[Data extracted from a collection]
※
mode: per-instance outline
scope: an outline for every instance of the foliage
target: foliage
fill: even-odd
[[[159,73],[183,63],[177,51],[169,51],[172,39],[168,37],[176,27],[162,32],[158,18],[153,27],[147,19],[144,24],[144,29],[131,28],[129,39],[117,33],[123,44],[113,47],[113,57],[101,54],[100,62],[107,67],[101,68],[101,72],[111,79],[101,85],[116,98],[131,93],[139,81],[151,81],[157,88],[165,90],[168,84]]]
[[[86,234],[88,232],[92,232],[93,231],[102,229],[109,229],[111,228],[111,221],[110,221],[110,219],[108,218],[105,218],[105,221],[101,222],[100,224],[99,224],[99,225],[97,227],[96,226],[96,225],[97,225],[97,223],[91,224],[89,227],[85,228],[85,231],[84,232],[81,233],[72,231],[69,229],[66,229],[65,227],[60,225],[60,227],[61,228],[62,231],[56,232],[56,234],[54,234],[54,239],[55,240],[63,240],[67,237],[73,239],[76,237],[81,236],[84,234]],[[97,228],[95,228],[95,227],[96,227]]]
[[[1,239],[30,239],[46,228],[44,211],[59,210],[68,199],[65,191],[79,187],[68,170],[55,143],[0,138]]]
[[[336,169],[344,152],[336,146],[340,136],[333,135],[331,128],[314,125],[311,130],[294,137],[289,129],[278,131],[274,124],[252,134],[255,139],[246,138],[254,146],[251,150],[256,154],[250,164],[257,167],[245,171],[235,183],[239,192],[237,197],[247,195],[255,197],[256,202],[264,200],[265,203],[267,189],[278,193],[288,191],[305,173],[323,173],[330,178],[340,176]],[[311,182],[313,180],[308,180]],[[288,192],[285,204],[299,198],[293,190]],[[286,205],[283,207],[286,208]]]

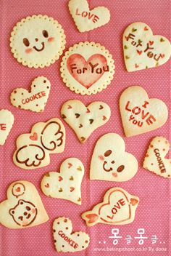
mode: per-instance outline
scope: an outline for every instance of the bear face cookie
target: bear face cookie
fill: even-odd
※
Quote all the records verbatim, dropping any pictures from your copy.

◆ Solution to this problem
mode: per-instance outline
scope: an outline for every instance of the foliage
target: foliage
fill: even-odd
[[[159,73],[183,63],[177,51],[169,51],[172,39],[168,37],[176,27],[162,32],[158,18],[153,27],[147,19],[144,24],[144,29],[131,28],[129,39],[117,33],[123,44],[113,47],[113,57],[101,54],[100,62],[107,67],[101,68],[101,72],[111,79],[101,85],[116,98],[131,93],[139,81],[151,81],[157,88],[165,90],[168,84]]]
[[[86,234],[88,232],[92,232],[93,231],[102,229],[109,229],[111,228],[111,221],[110,221],[110,219],[108,218],[105,218],[105,221],[101,222],[100,224],[99,224],[99,225],[97,227],[96,226],[96,225],[97,225],[97,223],[91,224],[89,227],[85,228],[85,231],[84,232],[81,233],[72,231],[69,229],[66,229],[65,227],[60,225],[60,227],[61,228],[62,231],[56,232],[56,234],[54,234],[54,239],[55,240],[63,240],[67,237],[73,239],[76,237],[81,236],[84,234]],[[97,228],[95,228],[95,227],[96,227]]]
[[[1,239],[30,239],[46,228],[44,211],[59,210],[68,199],[65,191],[79,187],[68,170],[55,143],[0,138]]]
[[[336,169],[344,152],[336,146],[340,136],[333,135],[331,128],[314,125],[311,130],[294,137],[289,129],[278,131],[274,124],[252,134],[255,139],[246,138],[254,146],[251,150],[256,154],[250,164],[257,167],[245,171],[235,183],[239,192],[237,197],[247,195],[255,197],[256,202],[264,200],[265,203],[267,189],[278,193],[288,191],[305,173],[323,173],[330,178],[340,176]],[[311,182],[313,180],[308,180]],[[288,192],[285,204],[299,198],[293,190]],[[286,205],[283,207],[286,208]]]

mode: per-instance outline
scope: an outline for every instance of the bear face cookie
target: bear face cookie
fill: even-odd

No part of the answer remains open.